**PROBLEM 1**
In the records, print every line from the one containing "[tag] arcing light" through the end of the records, both ends included, exactly as they appear.

**TEXT BLOCK**
A Teacher's Take on Nintendo's "Kind Code"

This week Nintendo's in-game hint system patent came to light, and gamers and developers alike had their reactions. Here's one from a teacher, who examines what "Kind Code" offers as a teaching tool.

"Kind Code," to bring everyone else up to speed, would ride shotgun in a game experience and, when activated, would animate the game forward showing the player how obstacles are cleared and enemies overcome, which items to collect and who to speak to, that sort of thing. It's been blasted as a cheat mechanism, or something that reduces a game to a passive, cut-scene experience. Others have said it can be useful for defeating the frustration that leads a gamer to quit.

Cory L. Robertson, who blogs about technology and education, thinks Nintendo's idea has some value when it comes to child development in three areas: cause and effect, comprehension, and evaluation, which are difficult concepts to teach to a fifth grader.

"Kind Code," even though it shows a solution, can still nurture a child who is comfortable with experimentation and making mistakes, Robertson says. "They can be shown where the hidden treasure chests are, and just how far apart the two ledges are before they jump," he writes, "but ultimately it’s up to them to put the character to the task, and experiment with what would happen if they chose not to follow the path laid out before them."

"Your child can say, 'Yeah, the hint system told me to jump from ledge A to ledge B, but I wondered what would happen if I did a Long Jump from ledge A to ledge C.'" he says.

**PROVIDED DATA**
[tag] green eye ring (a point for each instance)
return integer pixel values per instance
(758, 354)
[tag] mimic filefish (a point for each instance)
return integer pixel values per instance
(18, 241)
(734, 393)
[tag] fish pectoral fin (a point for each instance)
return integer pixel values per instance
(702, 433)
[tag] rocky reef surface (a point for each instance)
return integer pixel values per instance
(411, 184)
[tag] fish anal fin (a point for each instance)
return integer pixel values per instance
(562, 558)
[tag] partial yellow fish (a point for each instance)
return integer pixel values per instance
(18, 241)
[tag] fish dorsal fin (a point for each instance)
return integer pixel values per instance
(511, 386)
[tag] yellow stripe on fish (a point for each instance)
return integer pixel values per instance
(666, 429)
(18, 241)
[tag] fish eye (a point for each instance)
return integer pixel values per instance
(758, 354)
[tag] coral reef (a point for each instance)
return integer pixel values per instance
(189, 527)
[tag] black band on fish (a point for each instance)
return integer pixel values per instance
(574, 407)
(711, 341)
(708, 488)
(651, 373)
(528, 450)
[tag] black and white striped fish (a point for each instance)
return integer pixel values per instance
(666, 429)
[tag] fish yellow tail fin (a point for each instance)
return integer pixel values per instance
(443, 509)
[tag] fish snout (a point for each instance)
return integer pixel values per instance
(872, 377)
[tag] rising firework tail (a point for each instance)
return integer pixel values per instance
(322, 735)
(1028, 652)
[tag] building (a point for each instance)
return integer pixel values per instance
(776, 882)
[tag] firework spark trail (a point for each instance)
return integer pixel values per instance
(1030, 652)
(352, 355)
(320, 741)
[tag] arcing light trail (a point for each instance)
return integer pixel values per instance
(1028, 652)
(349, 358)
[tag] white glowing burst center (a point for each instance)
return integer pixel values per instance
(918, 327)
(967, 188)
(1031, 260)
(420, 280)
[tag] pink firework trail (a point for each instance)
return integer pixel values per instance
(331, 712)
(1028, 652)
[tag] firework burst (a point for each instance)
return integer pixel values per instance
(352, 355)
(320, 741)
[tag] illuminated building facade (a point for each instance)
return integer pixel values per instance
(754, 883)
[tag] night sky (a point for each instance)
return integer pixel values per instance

**PROBLEM 2**
Summarize the piece on Nintendo's "Kind Code" in three sentences.

**CORRECT ANSWER 1**
[tag] arcing light trail (a point for each instance)
return integer pixel values per instance
(1028, 652)
(349, 358)
[tag] white glowing burst center (a point for each instance)
return integer pixel values per instance
(918, 327)
(967, 188)
(1031, 260)
(420, 280)
[tag] pink firework trail (a point for each instance)
return integer pixel values per instance
(331, 712)
(1028, 652)
[tag] firework burst (a point for each instance)
return integer pixel values per instance
(352, 355)
(320, 741)
[tag] illuminated building facade (a point for each instance)
return integer pixel values per instance
(754, 883)
[tag] night sky (a point for each instance)
return integer pixel values per instance

**CORRECT ANSWER 2**
Nintendo's patented "Kind Code" hint system would animate a game forward when activated, showing the player how to clear obstacles, overcome enemies, collect items and find whom to speak to. Critics have called it a cheat mechanism that turns a game into a passive experience, while others say it can defeat the frustration that makes gamers quit. Cory L. Robertson, who blogs about technology and education, sees value in it for teaching children cause and effect, comprehension and evaluation, because players still choose whether to follow the path it shows or to experiment.